(Excerpts of bounding box data)
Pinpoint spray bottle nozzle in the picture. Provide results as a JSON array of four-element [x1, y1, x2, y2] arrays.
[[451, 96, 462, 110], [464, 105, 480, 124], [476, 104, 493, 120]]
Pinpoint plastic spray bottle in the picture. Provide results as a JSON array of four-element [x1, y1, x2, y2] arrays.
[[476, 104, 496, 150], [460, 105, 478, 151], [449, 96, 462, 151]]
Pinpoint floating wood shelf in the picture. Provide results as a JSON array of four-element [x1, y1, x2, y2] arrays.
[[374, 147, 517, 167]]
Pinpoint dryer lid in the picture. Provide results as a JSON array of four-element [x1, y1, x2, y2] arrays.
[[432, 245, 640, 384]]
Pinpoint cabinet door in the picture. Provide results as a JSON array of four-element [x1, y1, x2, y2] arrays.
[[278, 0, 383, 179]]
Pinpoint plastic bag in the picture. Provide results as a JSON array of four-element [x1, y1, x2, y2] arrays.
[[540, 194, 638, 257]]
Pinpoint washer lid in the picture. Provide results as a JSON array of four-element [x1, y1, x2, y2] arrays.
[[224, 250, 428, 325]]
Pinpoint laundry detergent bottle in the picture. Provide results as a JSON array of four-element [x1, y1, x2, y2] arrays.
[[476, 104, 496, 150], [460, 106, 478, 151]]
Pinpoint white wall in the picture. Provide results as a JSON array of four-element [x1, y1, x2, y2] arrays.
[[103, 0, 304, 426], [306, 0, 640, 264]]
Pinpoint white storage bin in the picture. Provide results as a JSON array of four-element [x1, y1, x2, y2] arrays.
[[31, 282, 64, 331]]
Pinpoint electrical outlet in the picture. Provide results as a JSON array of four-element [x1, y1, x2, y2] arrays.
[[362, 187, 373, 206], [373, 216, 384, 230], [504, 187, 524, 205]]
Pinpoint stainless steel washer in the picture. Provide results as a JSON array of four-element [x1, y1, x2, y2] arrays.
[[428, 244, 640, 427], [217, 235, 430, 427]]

▶ Problem description:
Convert the entire listing above into a JSON array of strings, one string per line, leaving out any blank lines.

▶ Output of the task:
[
  "Pinpoint spray bottle nozzle in the picture. Provide results as a JSON array of four-element [x1, y1, x2, y2] arrays.",
  "[[451, 96, 462, 110], [464, 105, 480, 124], [476, 104, 493, 120]]",
  "Pinpoint plastic spray bottle in the picture. Provide results as a JSON array of four-element [x1, y1, x2, y2] arrays.",
  "[[476, 104, 496, 150], [460, 105, 478, 151], [449, 96, 462, 151]]",
  "Pinpoint floating wood shelf in the picture. Provide results as a JSON array of four-element [x1, y1, x2, y2] arrays.",
  "[[374, 147, 517, 167]]",
  "Pinpoint dryer lid in the picture. Provide results as a JSON array of four-element [x1, y1, x2, y2] arrays.",
  "[[432, 245, 640, 384]]",
  "Pinpoint cabinet door in the picture. Provide results as a JSON array of four-element [x1, y1, x2, y2] arrays.",
  "[[278, 0, 383, 179]]",
  "Pinpoint plastic bag in the picture. Provide results as a JSON array of four-element [x1, y1, x2, y2] arrays.",
  "[[540, 194, 638, 257]]",
  "Pinpoint washer lid in the picture. Provide results as a JSON array of four-element [x1, y1, x2, y2] arrays.",
  "[[224, 250, 428, 325]]",
  "Pinpoint laundry detergent bottle in the picture. Provide results as a JSON array of four-element [x1, y1, x2, y2] arrays.",
  "[[476, 104, 496, 150], [460, 106, 478, 151]]",
  "Pinpoint white wall in the picture. Provide results as a JSON array of four-element [x1, y1, x2, y2] arrays.",
  "[[103, 0, 304, 426], [306, 0, 640, 264]]",
  "Pinpoint white storage bin in the picture. Provide results as a JSON array of four-element [x1, y1, x2, y2] arrays.",
  "[[31, 282, 64, 331]]",
  "Pinpoint electrical outlet in the picture. Provide results as a JSON array of four-element [x1, y1, x2, y2] arrays.",
  "[[362, 187, 373, 206], [373, 216, 384, 230], [504, 187, 524, 205]]",
  "Pinpoint stainless steel washer in the picture. Provide results as a JSON array of four-element [x1, y1, x2, y2] arrays.",
  "[[428, 244, 640, 427], [217, 235, 430, 427]]"
]